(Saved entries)
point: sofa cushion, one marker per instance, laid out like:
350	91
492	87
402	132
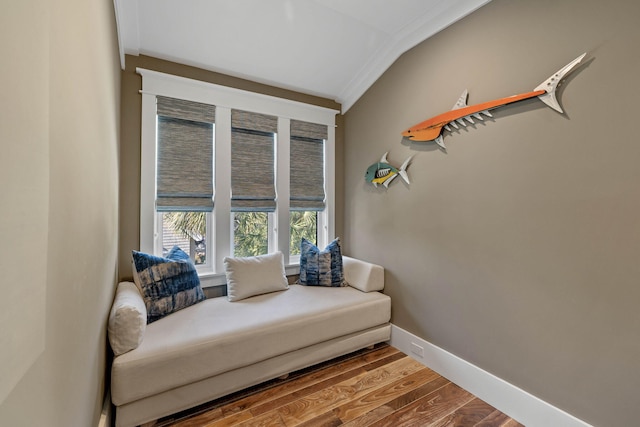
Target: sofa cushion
167	284
217	336
250	276
127	319
321	268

*ACTIVITY*
Drop every image, please, and write out the data above exactly as shown.

*SOLUTION TO THE EXERCISE*
point: sofa cushion, one marker per instance, laid out like:
350	91
492	87
402	132
Target: sofa cushion
167	284
217	336
250	276
127	319
321	268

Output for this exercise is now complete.